## [Task requirements]
How many lines in the listing below contain the string "blue"? Match case exactly, and reply with the number alone.

Image location labeling entries
· · · · ·
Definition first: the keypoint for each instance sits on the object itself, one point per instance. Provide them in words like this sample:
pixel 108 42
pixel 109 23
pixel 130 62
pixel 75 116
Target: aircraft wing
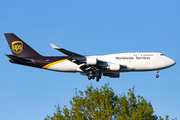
pixel 82 60
pixel 69 53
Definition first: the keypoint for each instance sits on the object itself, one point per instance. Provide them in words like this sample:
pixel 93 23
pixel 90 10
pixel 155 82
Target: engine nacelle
pixel 112 75
pixel 114 67
pixel 91 61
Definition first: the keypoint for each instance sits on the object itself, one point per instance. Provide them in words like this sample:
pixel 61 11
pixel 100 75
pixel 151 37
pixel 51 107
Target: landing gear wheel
pixel 157 76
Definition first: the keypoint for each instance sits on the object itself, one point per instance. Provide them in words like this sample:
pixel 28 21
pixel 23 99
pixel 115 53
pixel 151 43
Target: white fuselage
pixel 133 62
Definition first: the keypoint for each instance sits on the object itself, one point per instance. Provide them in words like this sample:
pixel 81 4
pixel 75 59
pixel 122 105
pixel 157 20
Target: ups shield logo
pixel 17 46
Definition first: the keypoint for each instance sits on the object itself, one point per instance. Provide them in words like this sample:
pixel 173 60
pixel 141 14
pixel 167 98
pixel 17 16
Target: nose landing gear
pixel 157 76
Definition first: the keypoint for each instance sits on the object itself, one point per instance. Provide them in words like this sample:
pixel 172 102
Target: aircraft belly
pixel 65 66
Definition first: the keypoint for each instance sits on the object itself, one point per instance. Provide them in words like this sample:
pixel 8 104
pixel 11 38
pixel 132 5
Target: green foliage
pixel 103 104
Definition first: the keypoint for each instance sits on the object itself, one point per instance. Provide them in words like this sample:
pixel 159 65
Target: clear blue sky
pixel 88 27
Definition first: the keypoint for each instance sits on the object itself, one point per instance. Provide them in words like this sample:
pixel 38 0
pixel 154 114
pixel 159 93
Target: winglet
pixel 54 46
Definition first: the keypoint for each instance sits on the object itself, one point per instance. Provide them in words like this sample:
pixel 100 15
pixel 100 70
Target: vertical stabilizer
pixel 18 47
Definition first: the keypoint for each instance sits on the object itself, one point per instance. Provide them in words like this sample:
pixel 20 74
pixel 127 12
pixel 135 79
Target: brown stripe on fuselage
pixel 40 62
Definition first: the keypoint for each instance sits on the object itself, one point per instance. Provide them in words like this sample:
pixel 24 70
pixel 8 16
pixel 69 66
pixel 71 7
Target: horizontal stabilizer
pixel 19 59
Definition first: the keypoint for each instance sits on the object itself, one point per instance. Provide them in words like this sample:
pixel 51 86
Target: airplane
pixel 92 66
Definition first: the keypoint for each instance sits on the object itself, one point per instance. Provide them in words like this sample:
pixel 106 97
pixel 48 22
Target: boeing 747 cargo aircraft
pixel 92 66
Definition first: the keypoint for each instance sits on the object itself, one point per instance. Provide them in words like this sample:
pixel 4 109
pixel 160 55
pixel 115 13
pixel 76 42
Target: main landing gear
pixel 157 76
pixel 92 75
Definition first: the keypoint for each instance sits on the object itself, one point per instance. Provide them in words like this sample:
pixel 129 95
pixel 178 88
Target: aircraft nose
pixel 170 62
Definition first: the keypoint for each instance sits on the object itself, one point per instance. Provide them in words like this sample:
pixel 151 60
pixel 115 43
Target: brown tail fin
pixel 20 48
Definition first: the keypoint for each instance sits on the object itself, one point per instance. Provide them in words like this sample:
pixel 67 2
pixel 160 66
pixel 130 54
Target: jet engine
pixel 91 61
pixel 114 67
pixel 111 75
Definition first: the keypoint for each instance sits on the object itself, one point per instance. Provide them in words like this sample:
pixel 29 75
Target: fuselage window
pixel 148 55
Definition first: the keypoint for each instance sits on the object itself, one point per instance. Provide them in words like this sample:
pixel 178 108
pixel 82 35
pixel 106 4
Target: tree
pixel 104 104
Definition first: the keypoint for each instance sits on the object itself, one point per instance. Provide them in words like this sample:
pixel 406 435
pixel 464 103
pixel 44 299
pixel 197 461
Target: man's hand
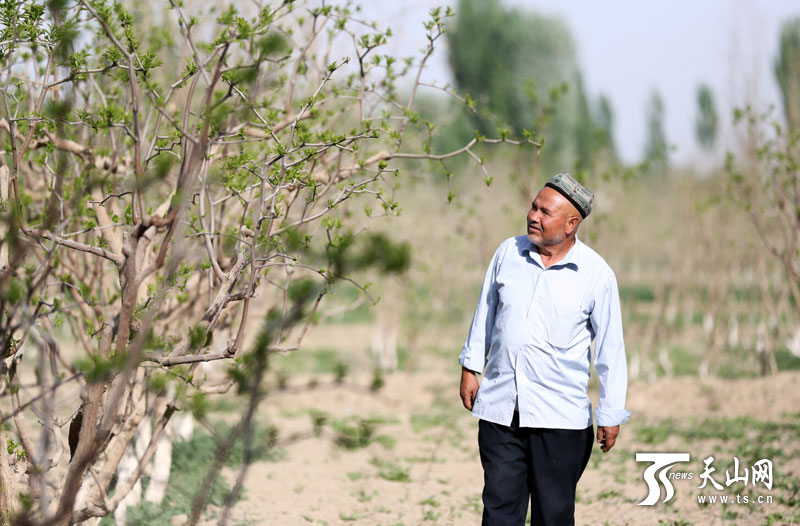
pixel 469 388
pixel 606 435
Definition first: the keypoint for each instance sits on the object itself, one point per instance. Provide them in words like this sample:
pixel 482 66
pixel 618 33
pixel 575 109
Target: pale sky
pixel 629 47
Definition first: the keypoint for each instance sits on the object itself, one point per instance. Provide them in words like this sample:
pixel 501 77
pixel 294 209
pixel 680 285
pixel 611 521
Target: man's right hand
pixel 469 388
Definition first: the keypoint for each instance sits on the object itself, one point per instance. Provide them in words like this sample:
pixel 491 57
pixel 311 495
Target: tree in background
pixel 656 148
pixel 169 176
pixel 604 126
pixel 522 66
pixel 787 71
pixel 706 121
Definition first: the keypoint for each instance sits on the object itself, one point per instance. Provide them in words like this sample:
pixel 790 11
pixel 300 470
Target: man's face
pixel 549 218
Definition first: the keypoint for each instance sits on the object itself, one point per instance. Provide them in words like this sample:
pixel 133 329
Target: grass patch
pixel 191 460
pixel 684 362
pixel 320 360
pixel 355 434
pixel 786 360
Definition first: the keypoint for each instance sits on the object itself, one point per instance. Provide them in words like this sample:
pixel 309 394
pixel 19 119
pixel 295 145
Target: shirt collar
pixel 571 259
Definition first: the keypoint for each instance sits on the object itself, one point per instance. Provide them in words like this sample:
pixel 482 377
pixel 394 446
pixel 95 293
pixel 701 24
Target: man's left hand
pixel 607 436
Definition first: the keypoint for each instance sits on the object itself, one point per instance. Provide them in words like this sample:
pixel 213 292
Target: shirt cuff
pixel 611 417
pixel 471 364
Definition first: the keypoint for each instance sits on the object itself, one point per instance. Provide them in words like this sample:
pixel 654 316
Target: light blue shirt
pixel 532 332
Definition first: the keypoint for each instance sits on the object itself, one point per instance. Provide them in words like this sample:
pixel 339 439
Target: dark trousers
pixel 521 463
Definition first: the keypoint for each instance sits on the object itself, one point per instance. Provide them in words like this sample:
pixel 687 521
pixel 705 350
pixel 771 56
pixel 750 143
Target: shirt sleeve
pixel 476 349
pixel 609 356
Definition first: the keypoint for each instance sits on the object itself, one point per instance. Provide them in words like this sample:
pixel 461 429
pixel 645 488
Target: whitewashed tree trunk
pixel 162 465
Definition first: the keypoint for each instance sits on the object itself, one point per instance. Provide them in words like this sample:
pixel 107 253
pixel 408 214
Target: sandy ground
pixel 429 442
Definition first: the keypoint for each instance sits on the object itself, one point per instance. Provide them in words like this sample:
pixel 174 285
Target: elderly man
pixel 546 296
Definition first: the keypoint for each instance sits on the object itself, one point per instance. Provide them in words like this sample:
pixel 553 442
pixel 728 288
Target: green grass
pixel 190 463
pixel 786 360
pixel 320 360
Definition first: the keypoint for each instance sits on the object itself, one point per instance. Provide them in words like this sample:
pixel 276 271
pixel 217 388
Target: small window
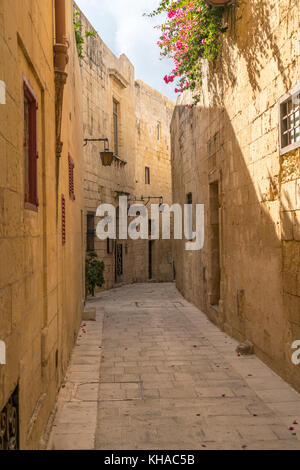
pixel 147 175
pixel 30 146
pixel 90 232
pixel 116 126
pixel 63 219
pixel 290 121
pixel 71 178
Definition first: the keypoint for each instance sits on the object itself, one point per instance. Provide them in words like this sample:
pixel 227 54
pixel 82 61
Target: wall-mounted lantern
pixel 107 156
pixel 219 3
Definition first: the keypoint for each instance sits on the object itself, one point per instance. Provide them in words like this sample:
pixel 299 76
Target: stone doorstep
pixel 89 314
pixel 77 411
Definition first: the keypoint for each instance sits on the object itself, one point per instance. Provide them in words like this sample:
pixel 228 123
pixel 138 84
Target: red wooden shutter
pixel 63 219
pixel 71 178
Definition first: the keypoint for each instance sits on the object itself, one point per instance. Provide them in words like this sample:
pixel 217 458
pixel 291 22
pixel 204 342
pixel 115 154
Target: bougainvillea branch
pixel 191 32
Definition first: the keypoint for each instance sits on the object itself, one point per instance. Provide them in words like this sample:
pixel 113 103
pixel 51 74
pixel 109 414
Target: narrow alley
pixel 153 373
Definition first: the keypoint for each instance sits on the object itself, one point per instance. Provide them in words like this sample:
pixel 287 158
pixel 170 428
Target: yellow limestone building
pixel 41 211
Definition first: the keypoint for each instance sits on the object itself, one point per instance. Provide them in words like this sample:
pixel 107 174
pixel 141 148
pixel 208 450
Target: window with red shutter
pixel 30 146
pixel 63 219
pixel 71 178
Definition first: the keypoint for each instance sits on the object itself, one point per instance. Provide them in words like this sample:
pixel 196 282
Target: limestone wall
pixel 226 153
pixel 153 151
pixel 41 282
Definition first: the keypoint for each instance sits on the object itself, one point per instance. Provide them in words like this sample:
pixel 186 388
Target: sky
pixel 124 30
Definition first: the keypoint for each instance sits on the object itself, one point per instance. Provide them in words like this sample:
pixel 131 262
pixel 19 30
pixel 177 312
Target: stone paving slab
pixel 153 373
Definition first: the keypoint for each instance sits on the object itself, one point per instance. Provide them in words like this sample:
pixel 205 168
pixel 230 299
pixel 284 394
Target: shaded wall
pixel 226 153
pixel 107 78
pixel 41 284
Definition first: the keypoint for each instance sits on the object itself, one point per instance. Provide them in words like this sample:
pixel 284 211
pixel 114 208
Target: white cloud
pixel 123 28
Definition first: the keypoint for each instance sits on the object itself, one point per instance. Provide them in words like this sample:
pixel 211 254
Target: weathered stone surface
pixel 41 284
pixel 187 395
pixel 226 152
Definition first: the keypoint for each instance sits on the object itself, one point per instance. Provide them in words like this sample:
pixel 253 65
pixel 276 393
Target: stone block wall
pixel 226 151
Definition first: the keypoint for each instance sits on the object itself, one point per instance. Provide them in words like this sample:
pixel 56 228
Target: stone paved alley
pixel 169 379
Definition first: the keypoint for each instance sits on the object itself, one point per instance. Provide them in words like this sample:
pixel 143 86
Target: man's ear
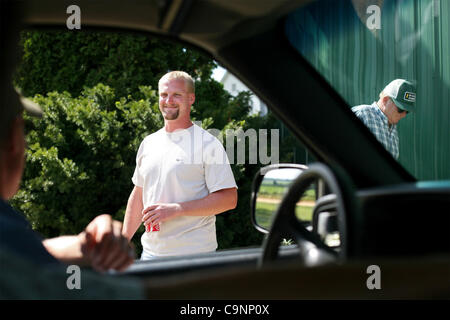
· · · · ·
## [Result of the task]
2